Input records
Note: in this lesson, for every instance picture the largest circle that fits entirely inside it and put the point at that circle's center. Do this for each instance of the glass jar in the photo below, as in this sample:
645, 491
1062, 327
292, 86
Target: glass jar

Problem statement
Write out all the rows above again, line for line, with no change to any word, number, or punctuation mark.

Result
Note: in this lesson, for every instance picture the largest circle that fits entirely inside it and put the point at that circle's center. Do this for each instance of the glass jar in the photo below, as in this sample:
645, 491
1062, 327
292, 86
Target: glass jar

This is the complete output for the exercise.